Exercise passage:

***

Last Saturday evening, I found myself pacing in my room. Next, my thoughts were racing, careening out of control. They were dominated by doom and gloom and worst-case scenarios, all flashing before my eyes. “Would this person be okay in their present predicament? Would that person die unexpectedly?” Then the uncontrollable crying started along with the thoughts that I have worked so hard to get rid of. The negative self-talk. The self-loathing. The hatred directed at me.
My heart raced. My breathing was shallow and ineffective.
All this angst culminated in a certainty that I was simply going completely insane, and thoughts of suicide were present. I wondered if I could drive myself to the emergency room at the hospital. Would I be okay behind the wheel of a car at that point? I was sure I was losing my mind.
“A panic attack” flashed across my mind. “I’m having a panic attack.” While this thought didn’t calm me, it gave me something to hold on to. It also gave me a way out. I knew what to do. I did a very quick guided visualization exercise that I use as meditation and gained a moment of quiet, which I used to walk to the bathroom for the medicine my doctor has given me for just such emergencies. I took one and went back to my room to wait.
I told my therapist about it today, and she was quite dismayed to hear the news. She said something I hadn’t thought of. She said, “You’re having to work too hard to feel good.” Having someone I trust explicitly means so much. Relief washed over me with those words. Someone else saw my hurt and acknowledged it. I didn’t feel judged or wrong in any way. I’m so lucky to have people in my life I can turn to at times like these.
I see my psychiatrist tomorrow, and I will tell him about the incident as well. Keeping all my caregivers up-to-date with all my symptoms is an important part of staying as healthy as I possibly can.

***

Raw data:
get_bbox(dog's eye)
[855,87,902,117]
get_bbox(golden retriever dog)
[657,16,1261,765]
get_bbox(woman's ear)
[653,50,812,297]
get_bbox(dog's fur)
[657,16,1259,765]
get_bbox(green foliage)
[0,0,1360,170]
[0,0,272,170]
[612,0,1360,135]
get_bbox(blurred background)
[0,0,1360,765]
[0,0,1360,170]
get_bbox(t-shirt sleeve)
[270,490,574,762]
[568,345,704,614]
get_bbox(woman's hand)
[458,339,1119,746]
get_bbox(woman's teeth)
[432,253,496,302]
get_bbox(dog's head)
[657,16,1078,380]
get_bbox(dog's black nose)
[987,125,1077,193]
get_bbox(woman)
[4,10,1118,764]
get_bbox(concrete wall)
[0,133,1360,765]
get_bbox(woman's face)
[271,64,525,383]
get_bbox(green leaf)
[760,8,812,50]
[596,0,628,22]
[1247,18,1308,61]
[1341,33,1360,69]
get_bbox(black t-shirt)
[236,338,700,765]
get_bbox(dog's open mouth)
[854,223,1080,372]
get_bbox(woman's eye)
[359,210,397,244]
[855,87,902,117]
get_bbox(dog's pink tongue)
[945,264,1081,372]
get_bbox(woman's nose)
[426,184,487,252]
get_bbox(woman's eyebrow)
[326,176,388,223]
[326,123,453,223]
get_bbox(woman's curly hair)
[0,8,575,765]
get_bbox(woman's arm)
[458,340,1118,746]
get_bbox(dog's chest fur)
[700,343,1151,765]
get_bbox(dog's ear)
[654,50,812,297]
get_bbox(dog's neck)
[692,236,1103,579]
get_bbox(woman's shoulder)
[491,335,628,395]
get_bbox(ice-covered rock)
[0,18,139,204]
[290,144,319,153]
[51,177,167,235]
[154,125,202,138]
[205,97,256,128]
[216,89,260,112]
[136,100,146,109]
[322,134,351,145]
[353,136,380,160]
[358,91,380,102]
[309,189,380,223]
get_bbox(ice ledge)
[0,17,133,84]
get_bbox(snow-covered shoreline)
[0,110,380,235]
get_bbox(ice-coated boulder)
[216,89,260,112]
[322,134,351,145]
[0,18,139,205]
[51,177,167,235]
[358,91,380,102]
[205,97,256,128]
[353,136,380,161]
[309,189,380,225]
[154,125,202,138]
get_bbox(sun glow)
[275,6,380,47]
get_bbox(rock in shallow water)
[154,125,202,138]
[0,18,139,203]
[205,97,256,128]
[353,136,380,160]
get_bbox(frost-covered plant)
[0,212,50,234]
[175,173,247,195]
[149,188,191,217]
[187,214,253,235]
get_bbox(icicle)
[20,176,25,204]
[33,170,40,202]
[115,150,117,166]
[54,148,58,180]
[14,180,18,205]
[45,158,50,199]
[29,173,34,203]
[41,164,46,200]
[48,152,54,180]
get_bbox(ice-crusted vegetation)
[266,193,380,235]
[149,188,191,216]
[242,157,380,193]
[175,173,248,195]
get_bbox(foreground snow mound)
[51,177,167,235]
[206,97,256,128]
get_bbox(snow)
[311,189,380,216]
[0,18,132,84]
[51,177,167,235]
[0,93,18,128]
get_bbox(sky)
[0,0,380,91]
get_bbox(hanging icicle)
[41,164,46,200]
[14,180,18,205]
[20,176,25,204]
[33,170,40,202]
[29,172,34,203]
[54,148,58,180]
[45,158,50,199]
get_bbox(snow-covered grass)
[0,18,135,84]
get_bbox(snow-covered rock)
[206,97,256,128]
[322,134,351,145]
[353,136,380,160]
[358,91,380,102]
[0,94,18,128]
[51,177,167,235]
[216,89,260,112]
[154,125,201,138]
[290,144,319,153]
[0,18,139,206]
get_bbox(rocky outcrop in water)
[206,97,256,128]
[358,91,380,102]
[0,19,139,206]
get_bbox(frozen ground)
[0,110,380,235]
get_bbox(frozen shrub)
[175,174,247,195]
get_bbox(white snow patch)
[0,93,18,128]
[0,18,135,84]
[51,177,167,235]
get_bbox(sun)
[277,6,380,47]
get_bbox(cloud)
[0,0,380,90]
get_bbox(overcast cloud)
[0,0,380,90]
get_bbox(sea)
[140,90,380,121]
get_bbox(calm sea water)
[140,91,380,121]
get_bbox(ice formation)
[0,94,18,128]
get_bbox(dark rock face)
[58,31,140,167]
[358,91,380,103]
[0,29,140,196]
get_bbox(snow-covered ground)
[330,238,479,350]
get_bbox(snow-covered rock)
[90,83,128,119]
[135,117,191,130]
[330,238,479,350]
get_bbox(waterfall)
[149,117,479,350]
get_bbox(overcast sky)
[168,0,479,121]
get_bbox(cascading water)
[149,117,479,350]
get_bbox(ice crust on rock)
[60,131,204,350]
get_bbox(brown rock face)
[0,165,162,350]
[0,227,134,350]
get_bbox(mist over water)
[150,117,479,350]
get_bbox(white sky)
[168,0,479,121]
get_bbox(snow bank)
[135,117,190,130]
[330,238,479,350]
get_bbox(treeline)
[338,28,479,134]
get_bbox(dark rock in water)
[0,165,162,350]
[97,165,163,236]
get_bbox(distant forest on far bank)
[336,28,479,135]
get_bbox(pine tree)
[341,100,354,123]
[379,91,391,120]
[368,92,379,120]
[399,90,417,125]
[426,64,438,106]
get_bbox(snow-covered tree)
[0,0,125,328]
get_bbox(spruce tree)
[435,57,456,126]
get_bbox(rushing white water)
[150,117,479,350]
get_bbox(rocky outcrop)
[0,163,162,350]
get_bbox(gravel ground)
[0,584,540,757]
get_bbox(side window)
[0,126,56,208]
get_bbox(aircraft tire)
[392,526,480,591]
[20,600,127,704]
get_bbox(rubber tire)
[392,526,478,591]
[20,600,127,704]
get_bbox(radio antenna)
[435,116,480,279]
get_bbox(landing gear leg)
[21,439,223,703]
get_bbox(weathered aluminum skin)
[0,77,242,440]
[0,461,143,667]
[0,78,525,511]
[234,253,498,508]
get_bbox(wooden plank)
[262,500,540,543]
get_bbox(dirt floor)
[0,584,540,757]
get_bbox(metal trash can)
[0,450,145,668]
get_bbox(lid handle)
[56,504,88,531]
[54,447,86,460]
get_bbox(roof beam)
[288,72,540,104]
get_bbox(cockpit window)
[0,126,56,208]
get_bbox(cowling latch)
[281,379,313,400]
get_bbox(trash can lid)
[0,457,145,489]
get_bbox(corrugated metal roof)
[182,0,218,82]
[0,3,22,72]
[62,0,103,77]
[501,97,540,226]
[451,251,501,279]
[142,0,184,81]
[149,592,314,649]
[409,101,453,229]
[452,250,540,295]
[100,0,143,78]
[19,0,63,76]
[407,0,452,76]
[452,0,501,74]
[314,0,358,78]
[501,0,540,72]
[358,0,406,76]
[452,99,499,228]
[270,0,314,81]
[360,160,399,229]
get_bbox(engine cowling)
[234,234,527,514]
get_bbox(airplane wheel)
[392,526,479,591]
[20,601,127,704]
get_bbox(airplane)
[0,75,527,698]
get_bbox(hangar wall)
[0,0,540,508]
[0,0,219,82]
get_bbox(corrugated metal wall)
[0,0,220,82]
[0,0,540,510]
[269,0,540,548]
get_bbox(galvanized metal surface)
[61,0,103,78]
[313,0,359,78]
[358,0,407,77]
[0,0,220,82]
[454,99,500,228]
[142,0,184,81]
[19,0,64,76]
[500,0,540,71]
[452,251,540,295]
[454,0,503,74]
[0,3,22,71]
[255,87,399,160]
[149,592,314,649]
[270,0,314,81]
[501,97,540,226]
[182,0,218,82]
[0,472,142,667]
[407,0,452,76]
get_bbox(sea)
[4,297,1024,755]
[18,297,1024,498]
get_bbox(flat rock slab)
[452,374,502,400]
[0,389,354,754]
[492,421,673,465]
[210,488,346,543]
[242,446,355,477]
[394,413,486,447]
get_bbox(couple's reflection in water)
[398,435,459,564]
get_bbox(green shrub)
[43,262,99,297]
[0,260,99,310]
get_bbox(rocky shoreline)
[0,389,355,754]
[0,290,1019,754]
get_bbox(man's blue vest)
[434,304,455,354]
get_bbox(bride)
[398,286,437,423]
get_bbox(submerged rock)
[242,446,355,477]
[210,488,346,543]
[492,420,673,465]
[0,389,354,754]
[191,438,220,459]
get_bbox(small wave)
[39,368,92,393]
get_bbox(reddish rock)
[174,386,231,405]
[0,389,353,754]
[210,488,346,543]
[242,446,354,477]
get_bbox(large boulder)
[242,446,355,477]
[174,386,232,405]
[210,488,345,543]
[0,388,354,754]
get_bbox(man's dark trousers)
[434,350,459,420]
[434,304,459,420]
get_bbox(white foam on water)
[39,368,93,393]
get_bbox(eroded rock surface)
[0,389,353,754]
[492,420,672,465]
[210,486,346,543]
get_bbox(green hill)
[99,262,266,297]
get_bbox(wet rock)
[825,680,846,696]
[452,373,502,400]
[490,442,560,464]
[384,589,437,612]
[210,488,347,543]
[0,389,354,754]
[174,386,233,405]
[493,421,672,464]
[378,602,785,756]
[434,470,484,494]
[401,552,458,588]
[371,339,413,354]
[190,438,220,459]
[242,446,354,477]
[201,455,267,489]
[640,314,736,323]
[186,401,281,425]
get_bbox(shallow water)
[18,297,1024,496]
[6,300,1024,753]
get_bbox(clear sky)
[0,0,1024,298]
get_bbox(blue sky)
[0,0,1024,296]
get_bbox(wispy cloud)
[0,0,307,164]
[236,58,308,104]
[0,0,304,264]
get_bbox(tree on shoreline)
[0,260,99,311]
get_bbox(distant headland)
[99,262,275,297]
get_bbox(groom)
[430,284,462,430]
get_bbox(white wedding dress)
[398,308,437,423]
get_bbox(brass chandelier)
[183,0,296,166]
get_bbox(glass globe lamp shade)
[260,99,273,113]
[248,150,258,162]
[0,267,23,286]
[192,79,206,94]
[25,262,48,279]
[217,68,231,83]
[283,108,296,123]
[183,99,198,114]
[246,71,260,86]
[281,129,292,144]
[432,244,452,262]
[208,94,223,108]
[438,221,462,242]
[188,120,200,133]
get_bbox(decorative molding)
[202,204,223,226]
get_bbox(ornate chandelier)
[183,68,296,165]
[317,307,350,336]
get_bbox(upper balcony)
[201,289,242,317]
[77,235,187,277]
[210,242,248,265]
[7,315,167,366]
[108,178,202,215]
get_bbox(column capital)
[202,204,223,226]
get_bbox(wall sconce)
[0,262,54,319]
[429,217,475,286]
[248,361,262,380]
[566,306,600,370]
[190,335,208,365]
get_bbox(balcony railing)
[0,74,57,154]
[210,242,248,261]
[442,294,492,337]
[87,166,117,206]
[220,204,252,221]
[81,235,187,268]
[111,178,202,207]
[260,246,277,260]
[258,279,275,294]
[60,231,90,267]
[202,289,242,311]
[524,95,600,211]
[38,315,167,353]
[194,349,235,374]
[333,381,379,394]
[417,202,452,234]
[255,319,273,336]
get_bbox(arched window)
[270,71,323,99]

***

Reproduce the panic attack account from "My heart raced." up to and including "room to wait.". The listing has no connection to the panic attack account.

Output of the exercise:
My heart raced. My breathing was shallow and ineffective.
All this angst culminated in a certainty that I was simply going completely insane, and thoughts of suicide were present. I wondered if I could drive myself to the emergency room at the hospital. Would I be okay behind the wheel of a car at that point? I was sure I was losing my mind.
“A panic attack” flashed across my mind. “I’m having a panic attack.” While this thought didn’t calm me, it gave me something to hold on to. It also gave me a way out. I knew what to do. I did a very quick guided visualization exercise that I use as meditation and gained a moment of quiet, which I used to walk to the bathroom for the medicine my doctor has given me for just such emergencies. I took one and went back to my room to wait.